─── Task material

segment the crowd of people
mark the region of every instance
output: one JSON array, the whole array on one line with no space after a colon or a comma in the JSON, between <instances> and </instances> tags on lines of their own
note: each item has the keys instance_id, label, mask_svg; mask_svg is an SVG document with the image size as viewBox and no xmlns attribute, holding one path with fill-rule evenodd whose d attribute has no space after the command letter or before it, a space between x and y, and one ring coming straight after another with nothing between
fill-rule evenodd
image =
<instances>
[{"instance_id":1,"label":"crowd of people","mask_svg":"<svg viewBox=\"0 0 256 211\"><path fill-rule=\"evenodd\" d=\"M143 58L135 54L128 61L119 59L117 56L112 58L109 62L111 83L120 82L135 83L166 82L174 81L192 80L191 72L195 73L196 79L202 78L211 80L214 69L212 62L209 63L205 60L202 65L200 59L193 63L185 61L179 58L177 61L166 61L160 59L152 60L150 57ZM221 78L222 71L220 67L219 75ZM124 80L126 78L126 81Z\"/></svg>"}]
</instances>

──────

» **Stated task**:
Edit the records above by replacing "segment" with "delineate" wherever it appears, and write out every line again with nothing else changed.

» **Result below**:
delineate the crowd of people
mark the region of every instance
output: one JSON array, the whole array on one line with no space after a colon or a comma in the JSON, between <instances> and </instances> tags on lines of their own
note: each item has the keys instance_id, label, mask_svg; mask_svg is an SVG document with the image size as viewBox and no xmlns attribute, holding one path with fill-rule evenodd whose d attribute has no space after the command letter or before it, a space between x and y, and one ring coming straight after another with nothing between
fill-rule evenodd
image =
<instances>
[{"instance_id":1,"label":"crowd of people","mask_svg":"<svg viewBox=\"0 0 256 211\"><path fill-rule=\"evenodd\" d=\"M143 58L135 54L128 61L119 59L117 56L112 58L109 62L111 83L120 82L135 83L166 82L174 81L192 80L191 72L195 73L196 79L202 78L211 80L214 69L212 62L209 63L205 60L202 65L200 59L193 63L185 61L179 58L177 61L166 61L160 59L152 60L150 57ZM221 78L222 71L220 67L219 75ZM124 80L126 78L126 81Z\"/></svg>"}]
</instances>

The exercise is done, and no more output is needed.